_TASK TO CARRY OUT_. The entries below hold a line with "of the building" and a line with "of the modern". Return those lines and all that lie between them, exactly and only.

_EXCERPTED DATA_.
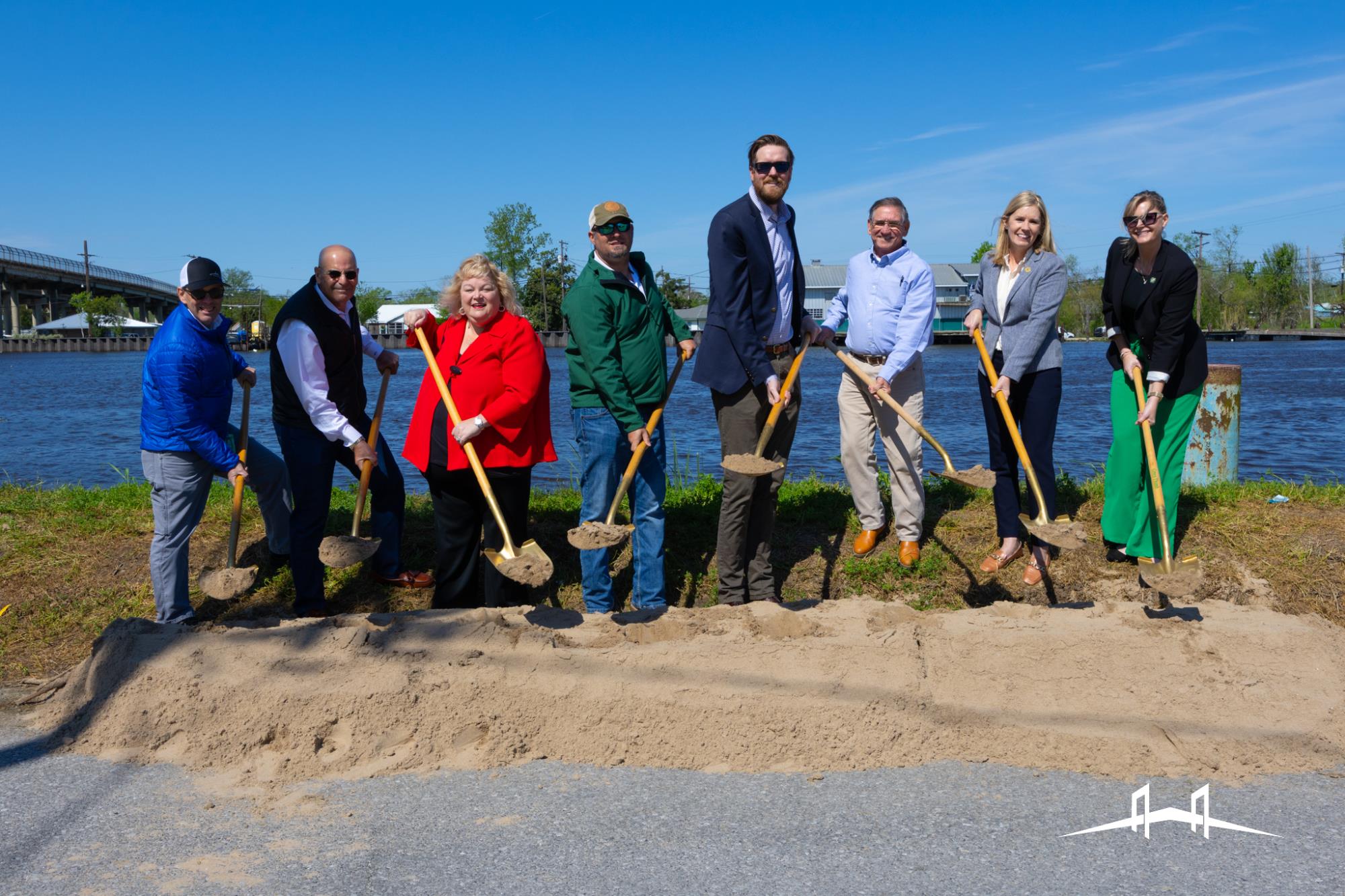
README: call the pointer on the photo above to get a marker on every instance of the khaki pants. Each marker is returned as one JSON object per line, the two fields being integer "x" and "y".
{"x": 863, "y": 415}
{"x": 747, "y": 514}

==

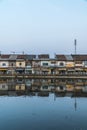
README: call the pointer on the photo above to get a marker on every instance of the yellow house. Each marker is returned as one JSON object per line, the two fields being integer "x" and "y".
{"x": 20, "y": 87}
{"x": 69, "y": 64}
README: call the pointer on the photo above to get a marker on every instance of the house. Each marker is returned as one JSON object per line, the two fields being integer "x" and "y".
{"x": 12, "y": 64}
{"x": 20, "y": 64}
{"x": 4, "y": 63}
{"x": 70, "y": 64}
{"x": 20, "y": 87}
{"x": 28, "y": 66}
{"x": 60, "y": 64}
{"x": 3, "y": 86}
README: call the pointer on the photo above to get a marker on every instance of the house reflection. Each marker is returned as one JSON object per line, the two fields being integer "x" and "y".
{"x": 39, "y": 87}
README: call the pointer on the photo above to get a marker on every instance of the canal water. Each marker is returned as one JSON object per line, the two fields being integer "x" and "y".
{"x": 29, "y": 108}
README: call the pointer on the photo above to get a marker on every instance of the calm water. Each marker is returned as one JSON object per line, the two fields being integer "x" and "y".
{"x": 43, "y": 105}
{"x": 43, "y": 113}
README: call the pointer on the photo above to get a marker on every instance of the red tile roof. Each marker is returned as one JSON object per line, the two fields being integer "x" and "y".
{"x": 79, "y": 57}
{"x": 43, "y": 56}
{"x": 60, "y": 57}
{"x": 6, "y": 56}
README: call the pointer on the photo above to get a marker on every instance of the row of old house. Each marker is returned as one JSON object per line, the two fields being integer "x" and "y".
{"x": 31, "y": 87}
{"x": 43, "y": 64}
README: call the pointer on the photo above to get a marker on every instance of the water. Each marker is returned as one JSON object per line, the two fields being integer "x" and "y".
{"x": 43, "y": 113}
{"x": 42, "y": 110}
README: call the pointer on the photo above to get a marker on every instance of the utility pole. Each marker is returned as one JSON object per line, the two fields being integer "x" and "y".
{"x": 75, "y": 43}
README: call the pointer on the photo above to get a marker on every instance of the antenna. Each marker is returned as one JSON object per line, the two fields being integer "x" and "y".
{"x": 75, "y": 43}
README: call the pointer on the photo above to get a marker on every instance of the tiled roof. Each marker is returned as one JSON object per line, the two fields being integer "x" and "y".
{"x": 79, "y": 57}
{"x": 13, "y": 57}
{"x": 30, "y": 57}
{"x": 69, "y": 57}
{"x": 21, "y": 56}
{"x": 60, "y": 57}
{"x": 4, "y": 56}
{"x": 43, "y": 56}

--

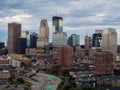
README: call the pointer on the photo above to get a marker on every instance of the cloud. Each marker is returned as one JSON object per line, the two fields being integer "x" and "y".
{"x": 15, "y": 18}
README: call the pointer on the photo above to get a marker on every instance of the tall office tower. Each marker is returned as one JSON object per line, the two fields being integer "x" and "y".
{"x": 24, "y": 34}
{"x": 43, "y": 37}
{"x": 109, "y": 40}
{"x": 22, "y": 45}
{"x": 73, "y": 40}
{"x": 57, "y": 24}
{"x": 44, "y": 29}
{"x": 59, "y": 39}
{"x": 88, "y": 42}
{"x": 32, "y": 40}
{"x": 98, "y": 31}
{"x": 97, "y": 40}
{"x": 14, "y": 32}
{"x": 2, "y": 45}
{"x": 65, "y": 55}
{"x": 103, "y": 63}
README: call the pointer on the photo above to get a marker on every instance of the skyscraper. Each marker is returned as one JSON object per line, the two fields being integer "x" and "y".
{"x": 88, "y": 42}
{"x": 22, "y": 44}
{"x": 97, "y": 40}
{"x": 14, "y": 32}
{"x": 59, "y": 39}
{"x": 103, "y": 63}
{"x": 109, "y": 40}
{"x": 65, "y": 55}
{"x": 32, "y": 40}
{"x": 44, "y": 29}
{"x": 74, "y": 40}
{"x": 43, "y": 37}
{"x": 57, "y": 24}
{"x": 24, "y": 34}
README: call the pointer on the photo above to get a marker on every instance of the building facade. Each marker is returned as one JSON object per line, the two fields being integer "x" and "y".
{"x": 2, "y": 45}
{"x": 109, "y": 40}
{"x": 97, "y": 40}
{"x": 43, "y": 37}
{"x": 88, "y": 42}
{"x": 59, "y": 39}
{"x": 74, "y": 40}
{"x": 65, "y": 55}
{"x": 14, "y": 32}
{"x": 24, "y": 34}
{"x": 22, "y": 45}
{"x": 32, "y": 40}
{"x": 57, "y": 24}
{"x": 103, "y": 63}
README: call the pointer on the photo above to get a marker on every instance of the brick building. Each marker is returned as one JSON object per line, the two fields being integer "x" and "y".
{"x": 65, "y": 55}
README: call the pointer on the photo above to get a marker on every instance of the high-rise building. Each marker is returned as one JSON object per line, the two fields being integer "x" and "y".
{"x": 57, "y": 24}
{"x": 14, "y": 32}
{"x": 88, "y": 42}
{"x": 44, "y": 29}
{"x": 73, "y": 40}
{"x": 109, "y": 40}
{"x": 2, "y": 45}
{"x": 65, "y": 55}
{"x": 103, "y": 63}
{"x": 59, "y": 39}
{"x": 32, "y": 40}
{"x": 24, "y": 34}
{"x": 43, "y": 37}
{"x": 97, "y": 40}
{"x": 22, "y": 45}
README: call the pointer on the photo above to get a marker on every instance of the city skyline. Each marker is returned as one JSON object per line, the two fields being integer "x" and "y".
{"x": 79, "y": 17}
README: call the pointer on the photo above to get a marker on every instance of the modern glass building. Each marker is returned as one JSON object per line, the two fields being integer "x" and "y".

_THE ANSWER_.
README: call the pointer on the photo above to get a marker on every instance of the building facade. Each marker is returned as one JSON object per line, the two fields being integer "x" and "y".
{"x": 2, "y": 45}
{"x": 109, "y": 40}
{"x": 97, "y": 40}
{"x": 43, "y": 37}
{"x": 88, "y": 42}
{"x": 59, "y": 39}
{"x": 74, "y": 40}
{"x": 65, "y": 55}
{"x": 14, "y": 32}
{"x": 24, "y": 34}
{"x": 22, "y": 45}
{"x": 32, "y": 40}
{"x": 57, "y": 24}
{"x": 103, "y": 63}
README: call the pointer on the photo above to get a marker on every instance of the brick building. Each marker is returned as one JSON object per line, the two fields being integer "x" and "y".
{"x": 65, "y": 55}
README: call the pointer on the photo above to get a marker on every instance of the high-rise building. Each marker is returned as one JSON object per line, the two fields being integer "x" and "y".
{"x": 57, "y": 24}
{"x": 14, "y": 32}
{"x": 88, "y": 42}
{"x": 44, "y": 29}
{"x": 73, "y": 40}
{"x": 109, "y": 40}
{"x": 2, "y": 45}
{"x": 65, "y": 55}
{"x": 103, "y": 63}
{"x": 59, "y": 39}
{"x": 32, "y": 40}
{"x": 24, "y": 34}
{"x": 43, "y": 37}
{"x": 97, "y": 40}
{"x": 22, "y": 45}
README: call the pointer on the photo above to get a marker on every instance of the city skyline. Each marker is returned as one JSON object per line, the two fields being integer "x" and "y".
{"x": 79, "y": 17}
README: call the pointer on the photo above to get a marker on every instance of the modern glass building. Each marker is returned as one JSON object per line, the two fields being integer "x" and "y".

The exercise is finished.